*** QUOTED TEXT
Member of the Florida House of Representatives
- In office 1903–1905

Personal details
- Born: September 14, 1878 Montgomery, Alabama, U.S.
- Died: September 22, 1953 (aged 75) Highlands, North Carolina, U.S.
- Party: Democratic

= Scott Loftin =

American politician (1878–1953)

Scott Marion Loftin (September 14, 1878 – September 22, 1953) was a U.S. senator from Florida who served as a Democrat in 1936.

== Biography ==
Loftin was born in Montgomery, Montgomery County, Alabama. At the age of nine, he moved to Pensacola, Florida, with his parents in 1887. He attended the public schools and Washington and Lee University School of Law at Lexington, Virginia. He was admitted to the bar in 1899 and commenced practice in Pensacola, Florida. Loftin was a member of the Florida House of Representatives between 1903-1905 and was prosecuting attorney of Escambia County, Florida between 1904 and 1917. He moved to Jacksonville, Florida, in 1917 to continue the practice of law.
******
*** RECORD EXTRACTS
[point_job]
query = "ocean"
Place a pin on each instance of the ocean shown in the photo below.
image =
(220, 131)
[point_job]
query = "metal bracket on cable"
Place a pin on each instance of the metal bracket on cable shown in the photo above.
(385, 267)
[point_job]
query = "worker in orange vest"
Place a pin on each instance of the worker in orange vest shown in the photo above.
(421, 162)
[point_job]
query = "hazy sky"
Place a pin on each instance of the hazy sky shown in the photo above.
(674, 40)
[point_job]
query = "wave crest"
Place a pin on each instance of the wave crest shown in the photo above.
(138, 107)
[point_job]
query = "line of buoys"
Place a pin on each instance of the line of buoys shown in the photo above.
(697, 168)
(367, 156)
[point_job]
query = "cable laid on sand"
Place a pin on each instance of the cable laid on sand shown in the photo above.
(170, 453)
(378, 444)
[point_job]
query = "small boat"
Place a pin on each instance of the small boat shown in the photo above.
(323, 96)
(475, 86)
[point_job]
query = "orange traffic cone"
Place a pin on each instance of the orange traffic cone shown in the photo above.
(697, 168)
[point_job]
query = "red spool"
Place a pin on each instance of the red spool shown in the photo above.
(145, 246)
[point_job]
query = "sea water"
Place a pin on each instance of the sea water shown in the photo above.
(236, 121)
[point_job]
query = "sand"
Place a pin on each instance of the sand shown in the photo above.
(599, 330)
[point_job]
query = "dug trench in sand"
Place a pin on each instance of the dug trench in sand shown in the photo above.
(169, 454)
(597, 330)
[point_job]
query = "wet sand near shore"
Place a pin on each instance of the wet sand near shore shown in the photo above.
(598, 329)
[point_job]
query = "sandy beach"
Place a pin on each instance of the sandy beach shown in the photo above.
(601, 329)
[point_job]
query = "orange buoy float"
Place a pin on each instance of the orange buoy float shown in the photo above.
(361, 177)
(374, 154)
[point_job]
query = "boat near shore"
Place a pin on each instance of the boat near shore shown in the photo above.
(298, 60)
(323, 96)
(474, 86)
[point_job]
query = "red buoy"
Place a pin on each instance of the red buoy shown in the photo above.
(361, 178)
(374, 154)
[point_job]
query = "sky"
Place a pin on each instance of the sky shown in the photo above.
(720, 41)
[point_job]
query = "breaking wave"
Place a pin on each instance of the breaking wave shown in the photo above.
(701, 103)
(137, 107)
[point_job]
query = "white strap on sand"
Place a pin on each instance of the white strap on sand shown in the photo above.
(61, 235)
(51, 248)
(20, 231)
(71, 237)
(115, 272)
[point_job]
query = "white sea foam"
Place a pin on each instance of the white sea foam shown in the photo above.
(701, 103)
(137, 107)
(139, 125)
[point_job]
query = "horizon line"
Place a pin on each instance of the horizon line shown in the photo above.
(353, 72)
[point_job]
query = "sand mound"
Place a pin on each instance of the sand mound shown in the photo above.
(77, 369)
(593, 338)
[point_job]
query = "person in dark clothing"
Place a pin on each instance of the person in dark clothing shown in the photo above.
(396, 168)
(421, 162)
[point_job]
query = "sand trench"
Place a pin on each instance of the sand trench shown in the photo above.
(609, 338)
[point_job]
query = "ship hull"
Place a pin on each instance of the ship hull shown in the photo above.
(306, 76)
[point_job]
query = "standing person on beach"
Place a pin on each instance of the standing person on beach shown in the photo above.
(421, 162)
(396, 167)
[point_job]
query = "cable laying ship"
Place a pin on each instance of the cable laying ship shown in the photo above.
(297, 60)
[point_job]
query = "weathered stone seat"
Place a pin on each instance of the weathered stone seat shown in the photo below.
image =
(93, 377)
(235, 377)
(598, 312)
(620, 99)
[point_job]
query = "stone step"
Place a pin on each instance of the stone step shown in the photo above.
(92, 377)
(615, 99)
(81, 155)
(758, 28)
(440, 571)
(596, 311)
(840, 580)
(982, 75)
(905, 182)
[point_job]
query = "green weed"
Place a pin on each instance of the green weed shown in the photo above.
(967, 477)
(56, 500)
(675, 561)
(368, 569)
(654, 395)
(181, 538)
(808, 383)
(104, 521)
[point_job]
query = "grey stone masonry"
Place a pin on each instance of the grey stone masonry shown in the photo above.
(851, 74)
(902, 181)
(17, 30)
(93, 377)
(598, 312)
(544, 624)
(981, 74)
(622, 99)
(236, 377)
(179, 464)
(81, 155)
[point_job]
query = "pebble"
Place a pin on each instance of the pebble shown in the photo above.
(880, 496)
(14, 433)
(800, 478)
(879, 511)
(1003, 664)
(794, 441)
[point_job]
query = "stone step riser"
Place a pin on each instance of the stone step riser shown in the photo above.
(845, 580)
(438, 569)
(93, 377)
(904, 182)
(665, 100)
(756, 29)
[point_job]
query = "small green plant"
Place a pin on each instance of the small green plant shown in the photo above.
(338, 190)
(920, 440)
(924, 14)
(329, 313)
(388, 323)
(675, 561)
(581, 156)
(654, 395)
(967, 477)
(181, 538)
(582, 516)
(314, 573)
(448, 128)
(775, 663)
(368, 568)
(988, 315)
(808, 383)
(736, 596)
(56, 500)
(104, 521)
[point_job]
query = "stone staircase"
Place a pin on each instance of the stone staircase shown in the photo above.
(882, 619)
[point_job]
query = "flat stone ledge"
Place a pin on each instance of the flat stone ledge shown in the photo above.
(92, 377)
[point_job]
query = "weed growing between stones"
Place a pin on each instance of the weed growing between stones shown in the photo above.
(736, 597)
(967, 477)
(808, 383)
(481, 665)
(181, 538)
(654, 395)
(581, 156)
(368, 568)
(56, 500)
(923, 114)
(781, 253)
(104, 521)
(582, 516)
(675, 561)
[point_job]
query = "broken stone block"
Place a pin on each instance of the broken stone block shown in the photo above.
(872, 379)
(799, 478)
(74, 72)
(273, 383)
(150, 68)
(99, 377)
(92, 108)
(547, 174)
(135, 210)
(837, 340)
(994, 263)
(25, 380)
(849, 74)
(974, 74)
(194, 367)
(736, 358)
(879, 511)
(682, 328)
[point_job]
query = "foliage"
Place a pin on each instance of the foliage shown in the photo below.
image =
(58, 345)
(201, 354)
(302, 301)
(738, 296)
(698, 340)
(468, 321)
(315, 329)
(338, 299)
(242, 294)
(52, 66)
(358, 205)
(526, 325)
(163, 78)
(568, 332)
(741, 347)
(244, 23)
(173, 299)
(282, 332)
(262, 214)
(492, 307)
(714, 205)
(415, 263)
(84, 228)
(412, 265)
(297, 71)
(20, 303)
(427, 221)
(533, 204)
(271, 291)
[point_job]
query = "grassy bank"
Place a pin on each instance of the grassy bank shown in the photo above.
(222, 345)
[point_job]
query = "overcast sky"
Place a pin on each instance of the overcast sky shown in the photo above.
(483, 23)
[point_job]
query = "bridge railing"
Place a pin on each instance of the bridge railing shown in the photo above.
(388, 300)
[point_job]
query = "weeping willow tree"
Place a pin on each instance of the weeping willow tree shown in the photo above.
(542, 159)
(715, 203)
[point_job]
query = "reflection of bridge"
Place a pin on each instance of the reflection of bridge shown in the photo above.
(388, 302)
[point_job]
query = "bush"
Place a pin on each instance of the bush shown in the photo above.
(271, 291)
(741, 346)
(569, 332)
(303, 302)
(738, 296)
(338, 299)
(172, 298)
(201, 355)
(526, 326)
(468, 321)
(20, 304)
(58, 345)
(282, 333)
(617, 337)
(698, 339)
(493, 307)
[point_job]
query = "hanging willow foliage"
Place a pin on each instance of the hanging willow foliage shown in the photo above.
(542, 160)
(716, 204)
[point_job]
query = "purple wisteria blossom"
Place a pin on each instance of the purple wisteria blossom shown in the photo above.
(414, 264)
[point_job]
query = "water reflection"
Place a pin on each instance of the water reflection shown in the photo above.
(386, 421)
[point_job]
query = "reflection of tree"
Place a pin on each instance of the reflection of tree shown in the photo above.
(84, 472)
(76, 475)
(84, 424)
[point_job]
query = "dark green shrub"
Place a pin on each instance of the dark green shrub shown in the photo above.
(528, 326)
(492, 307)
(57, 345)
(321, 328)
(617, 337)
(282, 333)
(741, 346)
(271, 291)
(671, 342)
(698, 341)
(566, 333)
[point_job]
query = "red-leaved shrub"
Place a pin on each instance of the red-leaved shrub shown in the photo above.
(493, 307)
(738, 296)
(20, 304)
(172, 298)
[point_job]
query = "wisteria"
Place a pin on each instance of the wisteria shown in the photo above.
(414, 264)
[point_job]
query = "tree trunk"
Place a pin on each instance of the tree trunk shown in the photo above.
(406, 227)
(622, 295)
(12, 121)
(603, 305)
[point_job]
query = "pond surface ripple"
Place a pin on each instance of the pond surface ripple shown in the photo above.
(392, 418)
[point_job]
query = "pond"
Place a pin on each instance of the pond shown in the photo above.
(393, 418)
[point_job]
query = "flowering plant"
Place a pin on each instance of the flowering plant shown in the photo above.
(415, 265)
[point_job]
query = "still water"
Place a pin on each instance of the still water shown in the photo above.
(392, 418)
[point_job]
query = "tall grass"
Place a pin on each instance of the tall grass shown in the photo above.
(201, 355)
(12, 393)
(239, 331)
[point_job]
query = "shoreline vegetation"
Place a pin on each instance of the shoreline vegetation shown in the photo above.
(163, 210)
******
# EXERCISE PROMPT:
Continue the biography of Scott Loftin from the end of its last sentence.

# WRITTEN RESPONSE:
Loftin became a member of the Attorney General's Advisory Committee on Crime in 1934 and president of the American Bar Association in 1934. He became a general counsel for the Florida East Coast Railway between 1931-1941 and for a variety of other transportation-related businesses. He was a businessman with interests in railroads, shipping, and newspapers.

On May 26, 1936, he was appointed as a Democrat to the United States Senate to fill the vacancy caused by the death of Park Trammell and served from May 26 to November 3, 1936, when a successor was elected. Loftin was not a candidate for election to fill the vacancy. He resumed the practice of law in Jacksonville, Fla., until his death in Highlands, North Carolina.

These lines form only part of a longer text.